* _PROBLEM DETAILS_: In this exercise, retype exactly and only the lines from the top of the entries below through the line that holds "A single point marks each instance of the purple", omitting pictures.

* _DATASET RECORDS_:
%%
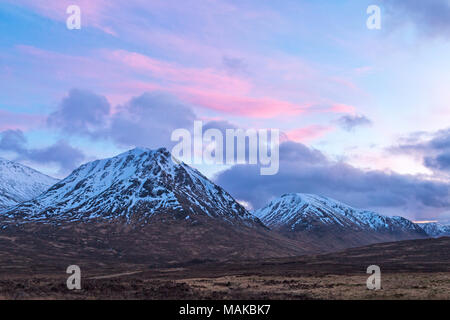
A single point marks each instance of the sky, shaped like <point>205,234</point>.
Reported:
<point>364,112</point>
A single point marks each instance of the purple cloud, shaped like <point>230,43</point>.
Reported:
<point>434,149</point>
<point>306,170</point>
<point>80,112</point>
<point>431,17</point>
<point>60,153</point>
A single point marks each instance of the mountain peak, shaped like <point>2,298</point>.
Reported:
<point>136,185</point>
<point>19,183</point>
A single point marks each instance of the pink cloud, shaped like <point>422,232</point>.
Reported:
<point>342,108</point>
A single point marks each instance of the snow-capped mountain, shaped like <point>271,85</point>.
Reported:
<point>134,185</point>
<point>313,217</point>
<point>143,206</point>
<point>435,230</point>
<point>20,183</point>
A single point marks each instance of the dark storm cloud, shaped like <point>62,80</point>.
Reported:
<point>60,153</point>
<point>432,148</point>
<point>350,122</point>
<point>306,170</point>
<point>147,120</point>
<point>431,17</point>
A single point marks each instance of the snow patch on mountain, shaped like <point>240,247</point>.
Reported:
<point>134,185</point>
<point>307,211</point>
<point>435,230</point>
<point>19,183</point>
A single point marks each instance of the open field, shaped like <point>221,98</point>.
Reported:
<point>417,269</point>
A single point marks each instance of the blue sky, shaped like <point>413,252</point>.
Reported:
<point>305,67</point>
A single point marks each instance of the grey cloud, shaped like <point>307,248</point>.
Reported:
<point>433,148</point>
<point>60,153</point>
<point>80,112</point>
<point>307,170</point>
<point>431,17</point>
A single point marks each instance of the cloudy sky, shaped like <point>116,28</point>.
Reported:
<point>365,113</point>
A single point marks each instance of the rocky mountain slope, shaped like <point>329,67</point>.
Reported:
<point>19,183</point>
<point>140,206</point>
<point>435,230</point>
<point>134,185</point>
<point>332,224</point>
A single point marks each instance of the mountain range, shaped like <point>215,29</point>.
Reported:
<point>143,205</point>
<point>19,183</point>
<point>317,219</point>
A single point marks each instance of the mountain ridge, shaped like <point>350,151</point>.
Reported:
<point>333,224</point>
<point>19,183</point>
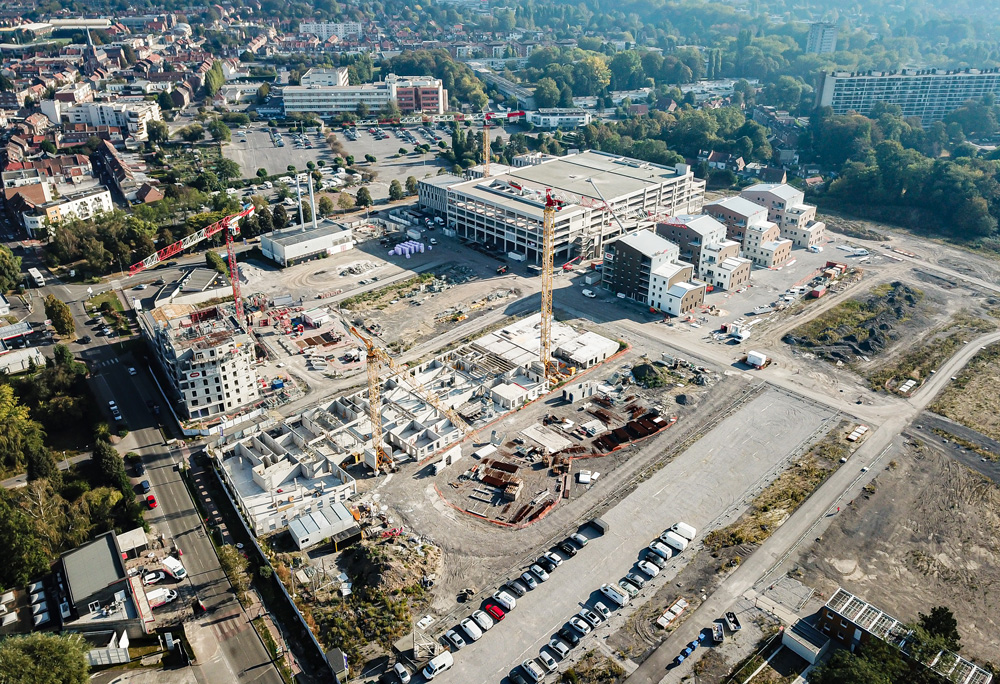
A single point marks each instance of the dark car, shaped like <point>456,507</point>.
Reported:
<point>567,548</point>
<point>569,636</point>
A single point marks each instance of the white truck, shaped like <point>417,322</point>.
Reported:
<point>674,540</point>
<point>174,568</point>
<point>160,597</point>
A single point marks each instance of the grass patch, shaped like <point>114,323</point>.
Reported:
<point>972,399</point>
<point>272,648</point>
<point>396,290</point>
<point>928,356</point>
<point>783,496</point>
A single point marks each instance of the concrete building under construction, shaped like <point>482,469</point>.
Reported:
<point>207,359</point>
<point>598,192</point>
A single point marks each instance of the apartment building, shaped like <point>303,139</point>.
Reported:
<point>126,116</point>
<point>822,38</point>
<point>505,212</point>
<point>40,221</point>
<point>786,207</point>
<point>702,242</point>
<point>206,356</point>
<point>324,30</point>
<point>411,93</point>
<point>646,268</point>
<point>927,94</point>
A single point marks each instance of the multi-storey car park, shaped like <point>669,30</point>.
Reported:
<point>595,191</point>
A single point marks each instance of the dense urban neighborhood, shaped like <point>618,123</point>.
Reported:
<point>509,342</point>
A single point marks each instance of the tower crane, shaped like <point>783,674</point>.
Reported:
<point>230,224</point>
<point>376,357</point>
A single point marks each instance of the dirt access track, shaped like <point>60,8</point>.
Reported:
<point>924,534</point>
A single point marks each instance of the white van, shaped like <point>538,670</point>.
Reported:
<point>438,664</point>
<point>174,568</point>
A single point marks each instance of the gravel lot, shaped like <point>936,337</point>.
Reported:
<point>705,486</point>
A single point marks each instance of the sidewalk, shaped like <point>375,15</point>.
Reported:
<point>204,482</point>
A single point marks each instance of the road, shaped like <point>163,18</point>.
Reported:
<point>807,521</point>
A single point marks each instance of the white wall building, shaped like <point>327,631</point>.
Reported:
<point>559,118</point>
<point>505,211</point>
<point>83,205</point>
<point>130,117</point>
<point>787,208</point>
<point>294,245</point>
<point>206,357</point>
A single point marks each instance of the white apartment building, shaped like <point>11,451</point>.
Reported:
<point>559,118</point>
<point>822,38</point>
<point>786,207</point>
<point>127,116</point>
<point>324,30</point>
<point>41,221</point>
<point>206,357</point>
<point>327,77</point>
<point>505,211</point>
<point>412,93</point>
<point>928,94</point>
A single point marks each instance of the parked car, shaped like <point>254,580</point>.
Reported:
<point>483,620</point>
<point>547,661</point>
<point>636,579</point>
<point>495,612</point>
<point>648,568</point>
<point>559,647</point>
<point>472,629</point>
<point>455,639</point>
<point>153,577</point>
<point>580,625</point>
<point>401,673</point>
<point>567,548</point>
<point>529,579</point>
<point>569,636</point>
<point>590,617</point>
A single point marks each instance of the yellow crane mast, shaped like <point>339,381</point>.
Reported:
<point>376,357</point>
<point>545,328</point>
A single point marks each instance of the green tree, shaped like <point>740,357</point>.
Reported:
<point>546,93</point>
<point>227,169</point>
<point>157,132</point>
<point>10,269</point>
<point>219,131</point>
<point>192,133</point>
<point>58,312</point>
<point>165,101</point>
<point>214,261</point>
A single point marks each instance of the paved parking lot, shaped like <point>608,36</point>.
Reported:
<point>708,485</point>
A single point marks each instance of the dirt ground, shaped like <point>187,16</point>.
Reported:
<point>923,535</point>
<point>972,399</point>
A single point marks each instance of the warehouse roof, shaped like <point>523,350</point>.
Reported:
<point>295,235</point>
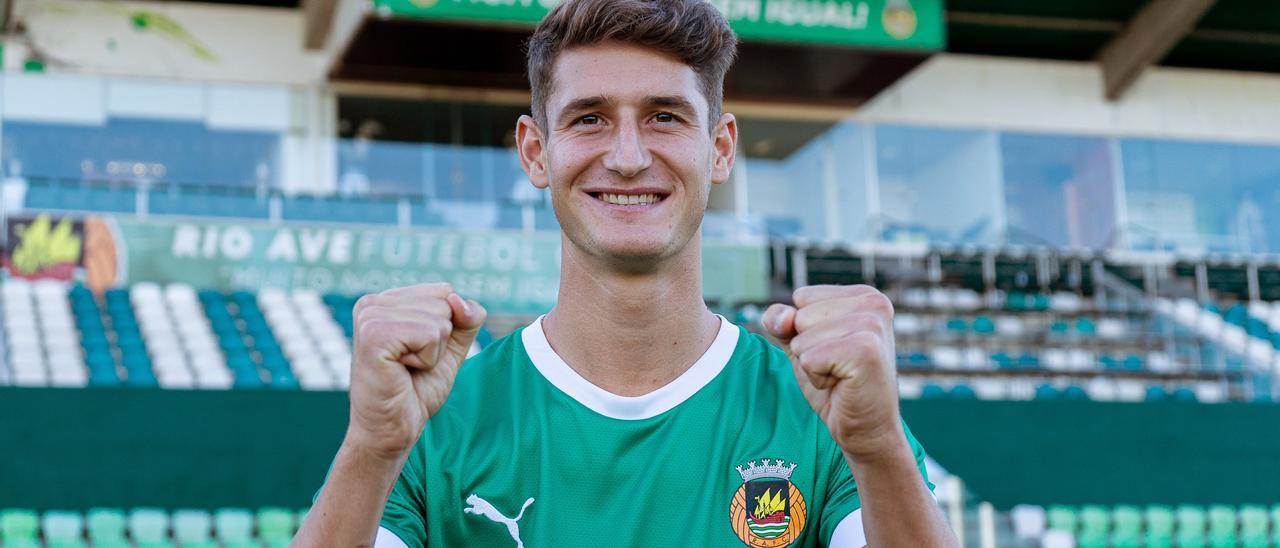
%%
* _ANSWER TO THIS PROBLEM_:
A single point marks each instance of the sky, shaped like <point>205,234</point>.
Reported:
<point>364,112</point>
A single point marks each instance of the purple cloud, shaped like <point>230,43</point>.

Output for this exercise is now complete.